İbn Haldun ve umran üzerine olan metinde "İbn Haldun Mukaddime'sinde" ifadesinden "tipinden önce gelir." ifadesine kadar olan kısmı hiç değiştirmeden aynen yazın.

··· Verilen metin

08 Haziran 2016

Umrandan medeniyete

İbn Haldun Mukaddime'sinde “İnsanların azalmasıyla arzdaki umran da eksildi. Şehirler, iş ve sanat yerleri harap oldu, yollar ve işaretler yok oldu, ülkeler ve meskenler işsiz ve kimsesiz kaldı, devletler ve kabileler zaafa duçar oldu, ülkelerde yaşayan insanlar değişti” (İbn Haldun, 2007: 195) derken “umran” ile “nüfus” arasında bir bağlantı kurar. “Umran-devlet” için kentli bir nüfusa ihtiyaç bulunmaktadır. İbn haldun'a göre göçebe ve köy hayatı, yerleşik ve kent hayatı tipinden önce gelir.

······
··· Verilen malzeme

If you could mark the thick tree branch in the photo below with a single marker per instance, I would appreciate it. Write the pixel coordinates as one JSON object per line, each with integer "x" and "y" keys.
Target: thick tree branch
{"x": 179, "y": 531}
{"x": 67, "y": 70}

······

▶ **Çözüm**:
İbn Haldun Mukaddime'sinde “İnsanların azalmasıyla arzdaki umran da eksildi. Şehirler, iş ve sanat yerleri harap oldu, yollar ve işaretler yok oldu, ülkeler ve meskenler işsiz ve kimsesiz kaldı, devletler ve kabileler zaafa duçar oldu, ülkelerde yaşayan insanlar değişti” (İbn Haldun, 2007: 195) derken “umran” ile “nüfus” arasında bir bağlantı kurar. “Umran-devlet” için kentli bir nüfusa ihtiyaç bulunmaktadır. İbn haldun'a göre göçebe ve köy hayatı, yerleşik ve kent hayatı tipinden önce gelir.